## Activities
(1) Please answer these three questions from the article on Michigan's projected coronavirus peak, one answer per line:
(a) On what day does the model predict Michigan's peak of deaths, and how many daily deaths does it give?
(b) How many deaths did Michigan report on Monday?
(c) Through what date is the state of emergency now extended?
(2) Summarize the article on Michigan's projected coronavirus peak in two sentences.

## Text under study
§ §

Here's some more possible good news on the coronavirus front in Michigan: The worst could soon be behind us.

That's according to a new model from NPR, which uses widely cited data from the Institute for Health Metrics and Evaluation at the University of Washington.

The model predicts Michigan's peak of coronavirus deaths could come Thursday, April 9, with 190 daily deaths.

So far, 845 people have died from the coronavirus in Michigan. On Monday, Michigan reported 115 deaths, the largest single-day increase so far.

In all, Michigan could see 2,963 deaths by Aug. 4. That means it could actually see fewer deaths than other states — such as Massachusetts, which has not yet implemented a stay-at-home order — despite Michigan's status as a coronavirus hotspot.

There are a number of assumptions that the model makes that are important to consider, however. For one, it assumes that all states will continue to enact social distancing measures through the end of May. That's longer than the White House has called for. In Michigan, Gov. Gretchen Whitmer hasn't even officially extended her stay-at-home executive order through the end of April, though she has indicated that she likely will. But on Tuesday, Michigan's Reoublican-led Legislature met in person to deny her request to extend her state of emergency declaration to 70 days. Now, the state of emergency is only extended through April 30.

The model's researchers also warn that the model loses accuracy in hotspots. "In places where there's a rapidly rising epidemic — New York, New Jersey, now other places — the ability to predict that exact peak is not as accurate as we previously said," lead researcher Chris Murray told NPR. Michigan has the third-highest number of cases in the nation, following New York and New Jersey.

Murray also warned that if social distancing measures are relaxed too quickly, the pandemic could flare up again.

"If you ease up prematurely the epidemic can rebound right back to the level we are at now in a matter of weeks," Murray said. "So the potential for rebound is enormous if we let up on social distancing."

§ §

## Entries supplied
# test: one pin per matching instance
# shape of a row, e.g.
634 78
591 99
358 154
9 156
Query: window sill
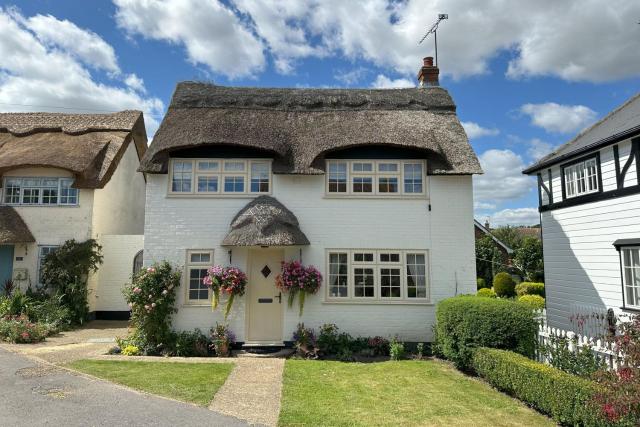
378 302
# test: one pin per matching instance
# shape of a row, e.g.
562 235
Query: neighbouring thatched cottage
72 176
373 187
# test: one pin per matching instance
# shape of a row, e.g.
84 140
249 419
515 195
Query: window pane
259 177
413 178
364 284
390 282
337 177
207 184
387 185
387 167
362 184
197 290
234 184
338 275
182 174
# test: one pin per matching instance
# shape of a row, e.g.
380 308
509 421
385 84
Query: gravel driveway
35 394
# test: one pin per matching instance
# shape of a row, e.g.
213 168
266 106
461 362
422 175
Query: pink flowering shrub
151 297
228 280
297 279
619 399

§ §

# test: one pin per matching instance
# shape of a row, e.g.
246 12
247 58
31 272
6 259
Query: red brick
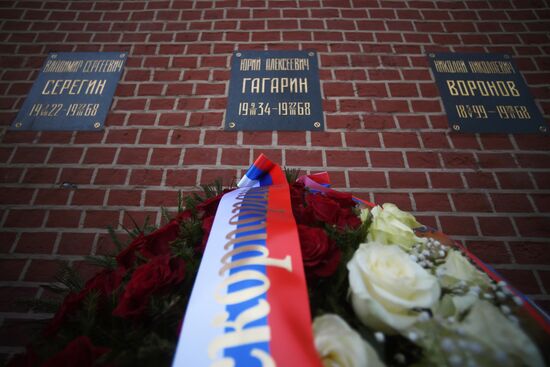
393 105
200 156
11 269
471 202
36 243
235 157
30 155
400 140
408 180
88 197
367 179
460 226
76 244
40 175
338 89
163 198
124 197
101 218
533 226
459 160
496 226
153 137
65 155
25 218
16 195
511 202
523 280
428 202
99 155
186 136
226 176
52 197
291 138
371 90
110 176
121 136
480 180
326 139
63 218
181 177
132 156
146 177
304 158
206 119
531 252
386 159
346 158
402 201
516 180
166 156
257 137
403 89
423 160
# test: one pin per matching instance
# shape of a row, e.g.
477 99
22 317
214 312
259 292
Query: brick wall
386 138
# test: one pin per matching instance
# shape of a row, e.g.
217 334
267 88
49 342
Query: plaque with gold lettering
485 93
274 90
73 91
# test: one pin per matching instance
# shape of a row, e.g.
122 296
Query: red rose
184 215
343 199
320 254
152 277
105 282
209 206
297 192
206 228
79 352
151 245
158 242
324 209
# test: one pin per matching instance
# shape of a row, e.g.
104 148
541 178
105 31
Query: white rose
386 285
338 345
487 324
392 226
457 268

§ §

## Responses for each task
(1)
(a) Thursday, April 9, with 190 daily deaths.
(b) 115 deaths.
(c) April 30.

(2) A new NPR model, which uses data from the Institute for Health Metrics and Evaluation at the University of Washington, predicts that Michigan's coronavirus deaths could peak on April 9 at 190 per day and reach 2,963 by Aug. 4. The model assumes that social distancing will continue through the end of May and loses accuracy in hotspots, and its lead researcher warned that easing social distancing too early could let the epidemic rebound.